§ Werkinstructies
Haal uit de vermeldingen hieronder elke regel die de tekenreeks "item" bevat en neem die regels over. Let op het verschil tussen hoofdletters en kleine letters.

§ Verzameld materiaal
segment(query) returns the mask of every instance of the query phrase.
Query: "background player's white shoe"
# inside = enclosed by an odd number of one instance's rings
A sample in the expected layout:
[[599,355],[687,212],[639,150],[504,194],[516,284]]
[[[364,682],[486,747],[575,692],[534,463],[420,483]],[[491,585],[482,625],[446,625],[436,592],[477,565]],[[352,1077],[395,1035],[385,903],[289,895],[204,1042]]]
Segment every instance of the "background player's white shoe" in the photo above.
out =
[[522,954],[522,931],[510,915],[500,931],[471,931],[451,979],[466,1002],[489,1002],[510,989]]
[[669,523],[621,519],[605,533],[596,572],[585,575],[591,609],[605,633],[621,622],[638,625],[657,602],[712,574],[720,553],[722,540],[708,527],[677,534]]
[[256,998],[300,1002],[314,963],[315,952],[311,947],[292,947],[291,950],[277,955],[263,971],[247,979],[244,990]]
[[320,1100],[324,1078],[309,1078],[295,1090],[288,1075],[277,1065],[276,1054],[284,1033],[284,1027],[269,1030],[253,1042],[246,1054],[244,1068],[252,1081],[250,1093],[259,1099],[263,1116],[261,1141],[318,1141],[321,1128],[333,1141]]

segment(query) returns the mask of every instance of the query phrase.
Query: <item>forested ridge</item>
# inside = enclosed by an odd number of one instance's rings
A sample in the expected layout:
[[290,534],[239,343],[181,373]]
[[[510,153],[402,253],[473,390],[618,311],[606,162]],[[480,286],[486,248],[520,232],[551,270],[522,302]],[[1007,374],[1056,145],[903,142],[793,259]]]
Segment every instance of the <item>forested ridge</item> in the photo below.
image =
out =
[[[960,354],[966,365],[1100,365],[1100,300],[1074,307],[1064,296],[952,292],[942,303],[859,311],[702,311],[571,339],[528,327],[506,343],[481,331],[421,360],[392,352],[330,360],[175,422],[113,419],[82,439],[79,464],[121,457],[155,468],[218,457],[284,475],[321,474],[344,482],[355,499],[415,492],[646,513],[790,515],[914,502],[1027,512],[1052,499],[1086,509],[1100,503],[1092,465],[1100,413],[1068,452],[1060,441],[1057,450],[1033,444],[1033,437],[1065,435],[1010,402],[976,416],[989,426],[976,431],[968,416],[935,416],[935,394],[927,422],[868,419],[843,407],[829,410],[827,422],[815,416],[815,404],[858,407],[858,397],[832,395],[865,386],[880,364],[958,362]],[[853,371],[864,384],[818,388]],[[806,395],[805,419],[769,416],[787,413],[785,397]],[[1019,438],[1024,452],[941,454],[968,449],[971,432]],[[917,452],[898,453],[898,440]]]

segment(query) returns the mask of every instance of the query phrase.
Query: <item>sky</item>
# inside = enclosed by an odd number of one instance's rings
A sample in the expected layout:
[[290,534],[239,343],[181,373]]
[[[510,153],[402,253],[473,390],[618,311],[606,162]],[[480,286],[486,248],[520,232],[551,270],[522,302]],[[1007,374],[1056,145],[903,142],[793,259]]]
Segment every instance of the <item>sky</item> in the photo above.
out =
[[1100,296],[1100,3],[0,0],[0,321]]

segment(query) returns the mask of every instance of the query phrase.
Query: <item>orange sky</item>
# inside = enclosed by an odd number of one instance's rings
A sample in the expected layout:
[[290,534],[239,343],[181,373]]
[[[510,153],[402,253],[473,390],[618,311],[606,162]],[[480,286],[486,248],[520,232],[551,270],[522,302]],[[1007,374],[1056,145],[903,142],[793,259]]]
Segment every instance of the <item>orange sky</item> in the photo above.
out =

§ Uitgewerkte opdracht
Query: <item>forested ridge</item>
Segment every instance of the <item>forested ridge</item> in the photo below.
Query: <item>sky</item>
Segment every instance of the <item>sky</item> in the photo above.
Query: <item>orange sky</item>
Segment every instance of the <item>orange sky</item> in the photo above.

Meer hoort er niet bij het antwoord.